### Reading passage
>> Start
Lastly, in Step 04A0, the storage system sends a reply of write
success to the client 0120.
[0049] FIG. 10 shows an example of the structure of a compression
method lookup table 0277, which includes, but is not limited to,
four columns, including an inode number 1010, a block ID 1020, a
compression method 1030, and location 1040. The inode number 1010
is a unique identifier assigned to a file (same as 0510 in FIG. 5).
The block ID 1020 is a unique identifier assigned to a raw data
block 0278 of a file. The compression method 1030 indicates a
compression method that is used to compress the raw data block. The
location 1040 indicates the address where the compressed data block
is stored in the HDD 0240.
[0050] FIG. 11 shows an example illustrating that the data blocks
of different columns 0321, 0322 (referring to the example in FIG.
3) may be compressed with different compression methods, and data
blocks belonging to the same column may also be compressed with
different compression methods, by using the aforementioned data
block compression method.
[0051] FIG. 12 is a flow diagram illustrating the exemplary steps,
executed by a file system program 0276 in a storage system 0110, to
serve a read request from a client 0120, according to the first
embodiment. In Step 1210, the storage system obtains the
compression method 1030 and location 1040 for the requested data
block (identified by the inode number 1010 and block ID 1020) from
a compression method lookup table 0277. In Step 1220, the storage
system retrieves the compressed data from the location 1040 and
stores it into a compressed data block 0279. In Step 1230, the
storage system sends a decompression request to a data block
compression program 0272. A decompression request contains the
memory address of a compressed data block 0279, the memory address
of a raw data block 0278 where uncompressed data will be stored,
and a compression method. In Step 1240, the storage system waits
for a decompression success reply, and sends raw data block to a
client 0120 in Step 1250.
[0052] Referring back to FIG. 6, for a decompression request, in
Step 06B0, the storage system 0110 decompresses the data block 0279
using the compression method indicated in the request, and stores
the uncompressed data in the raw data block. In Step 06C0, the data
block compression program returns decompression success (in
response to the decompression request from Step 1230 in FIG.
12).
Embodiment 2
[0053] A second embodiment of the present invention will be
described in the following. The description will mainly focus on
the differences from the first embodiment.
>> End
### Dataset excerpt
>> Start
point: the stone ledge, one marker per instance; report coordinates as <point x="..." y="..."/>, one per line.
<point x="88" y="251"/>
>> End
### Tasks for this exercise
1. In the patent passage on data block compression, what does a decompression request contain?
2. Carry the patent passage on data block compression forward from its final sentence.

### Responses by task
1. It contains the memory address of a compressed data block, the memory address of a raw data block where the uncompressed data will be stored, and a compression method.

2.
[0054] In the first embodiment, a data block compression program
0272 is executed by the processor 0210 in a storage system, which
may degrade the performance of the storage system due to the usage
of the processor power. Therefore, in the second embodiment,
compression methods in a compression method library and a data
block compression program can be implemented and executed by a
processor or an application-specific integrated circuit (ASIC) in a
Flash device (i.e., a Flash memory device). By leveraging the
computation power in a Flash device, performance degradation at the
storage system 0110 can be eliminated.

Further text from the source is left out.